*RECORDS SUPPLIED*:
* * * * * * *

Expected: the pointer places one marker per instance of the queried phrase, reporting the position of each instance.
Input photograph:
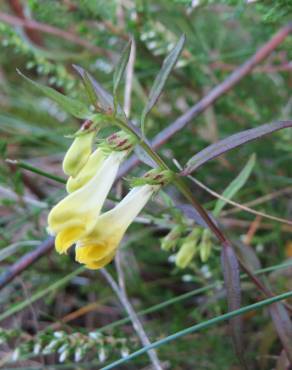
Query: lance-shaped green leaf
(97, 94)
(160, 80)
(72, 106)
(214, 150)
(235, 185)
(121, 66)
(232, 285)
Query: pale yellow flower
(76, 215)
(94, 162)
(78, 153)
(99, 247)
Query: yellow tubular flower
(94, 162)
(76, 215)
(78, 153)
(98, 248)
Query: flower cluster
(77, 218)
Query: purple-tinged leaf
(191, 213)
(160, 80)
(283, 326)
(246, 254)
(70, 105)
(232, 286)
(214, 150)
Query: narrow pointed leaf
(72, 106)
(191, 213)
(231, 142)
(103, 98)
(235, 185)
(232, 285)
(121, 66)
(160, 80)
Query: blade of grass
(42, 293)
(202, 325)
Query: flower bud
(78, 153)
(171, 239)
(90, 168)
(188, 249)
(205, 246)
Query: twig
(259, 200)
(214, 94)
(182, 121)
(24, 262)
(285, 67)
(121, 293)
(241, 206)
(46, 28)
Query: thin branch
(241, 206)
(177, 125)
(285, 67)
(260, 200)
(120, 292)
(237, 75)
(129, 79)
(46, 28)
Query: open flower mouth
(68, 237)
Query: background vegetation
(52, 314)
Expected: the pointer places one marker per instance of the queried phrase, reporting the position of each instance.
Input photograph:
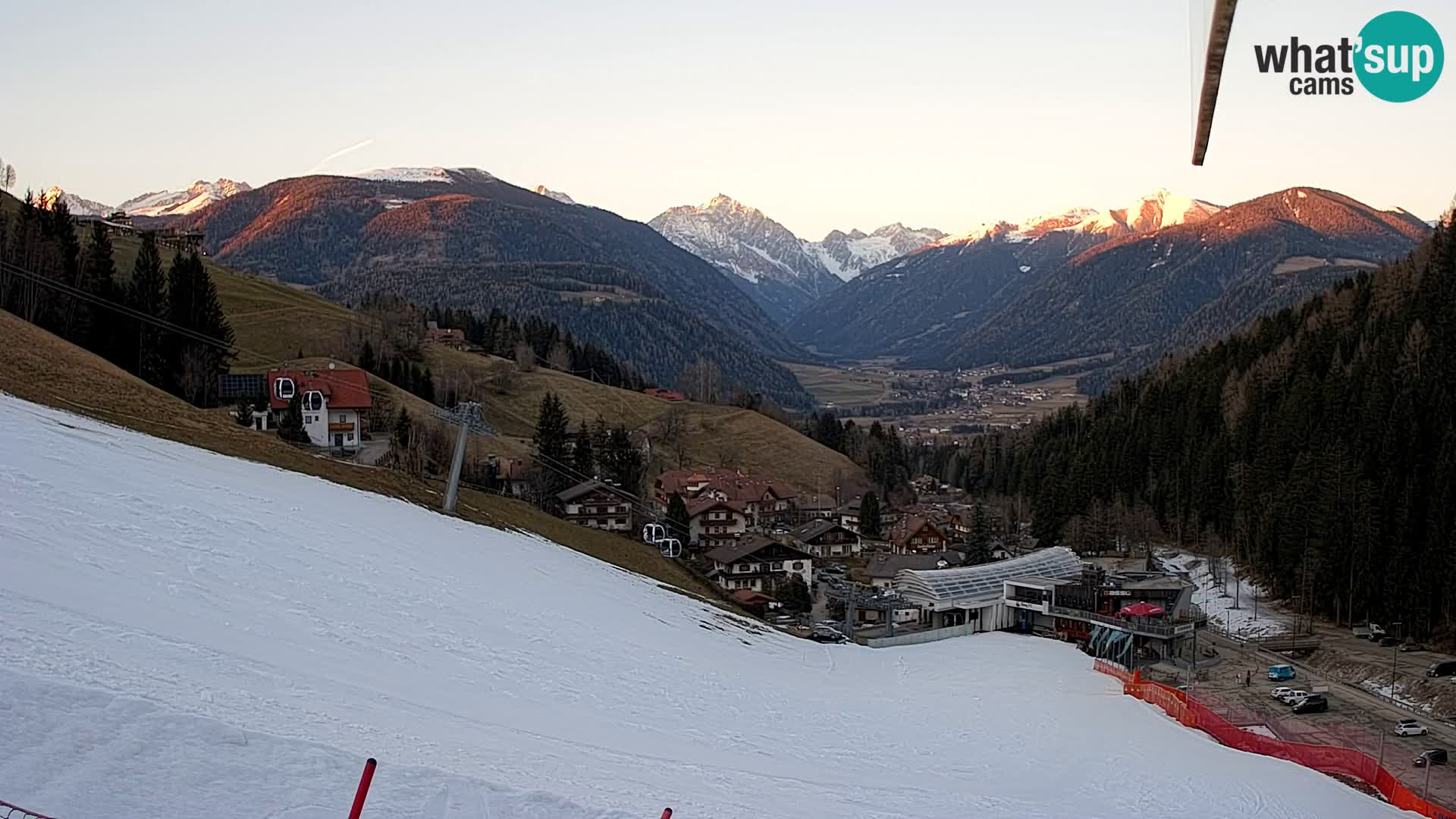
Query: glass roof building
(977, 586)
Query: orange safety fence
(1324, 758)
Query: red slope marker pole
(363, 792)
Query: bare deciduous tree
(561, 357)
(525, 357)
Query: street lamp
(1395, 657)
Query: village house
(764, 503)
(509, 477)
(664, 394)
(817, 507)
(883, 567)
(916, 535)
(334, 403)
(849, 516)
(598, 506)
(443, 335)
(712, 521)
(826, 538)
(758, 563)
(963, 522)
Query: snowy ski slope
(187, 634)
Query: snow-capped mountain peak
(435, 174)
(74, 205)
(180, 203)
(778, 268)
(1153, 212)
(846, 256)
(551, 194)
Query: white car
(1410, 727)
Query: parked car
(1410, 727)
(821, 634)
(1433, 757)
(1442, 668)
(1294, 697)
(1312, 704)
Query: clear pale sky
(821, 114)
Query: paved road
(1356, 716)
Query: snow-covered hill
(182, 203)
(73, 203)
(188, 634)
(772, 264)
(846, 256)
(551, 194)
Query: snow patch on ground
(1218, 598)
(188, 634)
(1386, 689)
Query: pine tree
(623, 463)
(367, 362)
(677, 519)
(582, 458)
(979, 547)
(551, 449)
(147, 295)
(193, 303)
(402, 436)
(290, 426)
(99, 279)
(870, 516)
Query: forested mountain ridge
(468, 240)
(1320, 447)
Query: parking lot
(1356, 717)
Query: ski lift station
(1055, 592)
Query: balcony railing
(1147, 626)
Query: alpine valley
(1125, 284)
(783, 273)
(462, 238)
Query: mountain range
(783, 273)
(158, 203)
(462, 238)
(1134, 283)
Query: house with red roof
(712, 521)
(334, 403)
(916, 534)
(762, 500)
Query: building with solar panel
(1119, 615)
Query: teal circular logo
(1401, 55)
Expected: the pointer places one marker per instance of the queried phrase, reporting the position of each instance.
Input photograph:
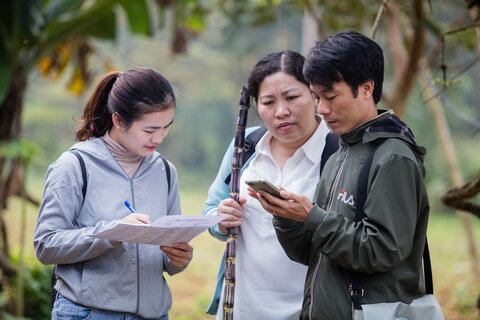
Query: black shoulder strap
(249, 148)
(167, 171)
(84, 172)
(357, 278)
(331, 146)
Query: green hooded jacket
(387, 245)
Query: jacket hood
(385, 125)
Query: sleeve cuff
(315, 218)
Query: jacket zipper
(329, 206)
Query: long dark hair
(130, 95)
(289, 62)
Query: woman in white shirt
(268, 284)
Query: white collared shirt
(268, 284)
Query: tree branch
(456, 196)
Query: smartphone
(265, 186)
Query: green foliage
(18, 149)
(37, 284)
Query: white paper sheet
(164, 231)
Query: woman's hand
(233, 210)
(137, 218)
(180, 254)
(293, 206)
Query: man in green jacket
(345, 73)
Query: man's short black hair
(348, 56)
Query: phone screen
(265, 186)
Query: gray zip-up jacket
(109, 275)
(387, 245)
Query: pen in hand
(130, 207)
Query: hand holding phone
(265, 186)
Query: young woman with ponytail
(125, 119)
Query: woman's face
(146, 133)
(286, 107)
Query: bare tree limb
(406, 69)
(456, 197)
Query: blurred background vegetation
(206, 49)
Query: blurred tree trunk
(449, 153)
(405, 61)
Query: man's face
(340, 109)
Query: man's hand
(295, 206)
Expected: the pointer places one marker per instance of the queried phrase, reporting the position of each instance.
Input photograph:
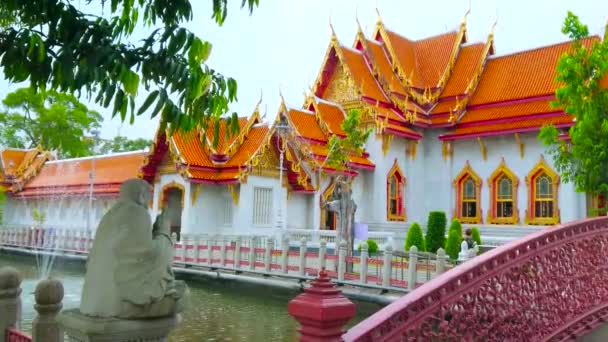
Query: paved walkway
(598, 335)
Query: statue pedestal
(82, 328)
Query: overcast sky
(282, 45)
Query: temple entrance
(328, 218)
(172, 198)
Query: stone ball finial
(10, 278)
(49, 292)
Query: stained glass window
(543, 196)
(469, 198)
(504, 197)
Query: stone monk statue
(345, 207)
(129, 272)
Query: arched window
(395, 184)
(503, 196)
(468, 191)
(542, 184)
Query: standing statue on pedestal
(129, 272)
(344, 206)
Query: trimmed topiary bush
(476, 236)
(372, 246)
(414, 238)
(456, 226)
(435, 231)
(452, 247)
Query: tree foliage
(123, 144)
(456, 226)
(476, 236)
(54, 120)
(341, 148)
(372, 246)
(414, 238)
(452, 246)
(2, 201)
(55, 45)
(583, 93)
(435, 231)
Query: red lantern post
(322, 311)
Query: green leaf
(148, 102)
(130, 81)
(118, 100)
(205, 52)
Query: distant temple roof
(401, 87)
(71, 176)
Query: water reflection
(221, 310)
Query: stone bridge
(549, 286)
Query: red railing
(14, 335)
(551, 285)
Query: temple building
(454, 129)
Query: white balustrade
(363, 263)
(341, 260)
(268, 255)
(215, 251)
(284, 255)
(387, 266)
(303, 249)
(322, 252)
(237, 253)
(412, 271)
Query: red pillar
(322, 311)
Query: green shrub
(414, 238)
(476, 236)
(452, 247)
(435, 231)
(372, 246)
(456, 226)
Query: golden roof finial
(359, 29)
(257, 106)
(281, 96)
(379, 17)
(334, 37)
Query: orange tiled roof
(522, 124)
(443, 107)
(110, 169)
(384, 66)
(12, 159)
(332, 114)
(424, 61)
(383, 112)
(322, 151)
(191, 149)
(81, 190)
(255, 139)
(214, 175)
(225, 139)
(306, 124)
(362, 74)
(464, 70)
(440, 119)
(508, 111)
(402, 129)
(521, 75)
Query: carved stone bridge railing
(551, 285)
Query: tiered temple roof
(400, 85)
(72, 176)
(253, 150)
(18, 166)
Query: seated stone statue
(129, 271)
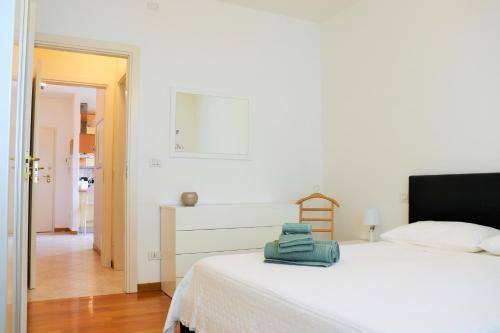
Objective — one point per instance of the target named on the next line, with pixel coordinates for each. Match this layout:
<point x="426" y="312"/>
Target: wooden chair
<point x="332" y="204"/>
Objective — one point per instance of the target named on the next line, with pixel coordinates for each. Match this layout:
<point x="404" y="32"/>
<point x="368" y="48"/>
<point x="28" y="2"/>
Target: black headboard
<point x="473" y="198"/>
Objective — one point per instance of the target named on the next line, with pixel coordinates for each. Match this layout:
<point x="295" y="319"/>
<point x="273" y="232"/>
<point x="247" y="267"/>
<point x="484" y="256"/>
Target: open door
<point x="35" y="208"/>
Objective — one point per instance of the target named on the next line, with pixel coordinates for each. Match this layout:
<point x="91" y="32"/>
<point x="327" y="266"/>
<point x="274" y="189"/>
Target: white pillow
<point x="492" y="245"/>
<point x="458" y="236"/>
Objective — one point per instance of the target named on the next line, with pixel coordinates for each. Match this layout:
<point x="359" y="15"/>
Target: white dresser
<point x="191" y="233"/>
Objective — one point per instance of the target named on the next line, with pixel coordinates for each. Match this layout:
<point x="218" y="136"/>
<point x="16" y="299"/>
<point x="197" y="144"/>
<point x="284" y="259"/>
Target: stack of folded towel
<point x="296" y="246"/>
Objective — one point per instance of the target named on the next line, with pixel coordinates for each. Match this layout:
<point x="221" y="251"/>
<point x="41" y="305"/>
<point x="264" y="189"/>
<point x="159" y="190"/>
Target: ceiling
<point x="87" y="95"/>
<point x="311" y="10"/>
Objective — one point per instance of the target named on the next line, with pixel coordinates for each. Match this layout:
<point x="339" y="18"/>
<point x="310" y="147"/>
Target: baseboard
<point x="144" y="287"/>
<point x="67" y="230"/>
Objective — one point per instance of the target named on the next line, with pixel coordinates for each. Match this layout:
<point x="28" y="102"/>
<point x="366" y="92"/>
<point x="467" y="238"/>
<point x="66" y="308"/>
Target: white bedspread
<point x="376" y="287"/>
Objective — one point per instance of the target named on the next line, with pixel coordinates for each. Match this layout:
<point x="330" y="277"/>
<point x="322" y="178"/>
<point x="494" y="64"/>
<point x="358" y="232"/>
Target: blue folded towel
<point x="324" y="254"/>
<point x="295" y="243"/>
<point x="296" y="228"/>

* * * * * * *

Which rows above contain the string "green"? Select each one, and count a match only when its case is the same.

Query: lance-shaped green leaf
Query: green hooded jacket
Query: green foliage
Query: man in green jacket
Query: green leaf
Query: green shrub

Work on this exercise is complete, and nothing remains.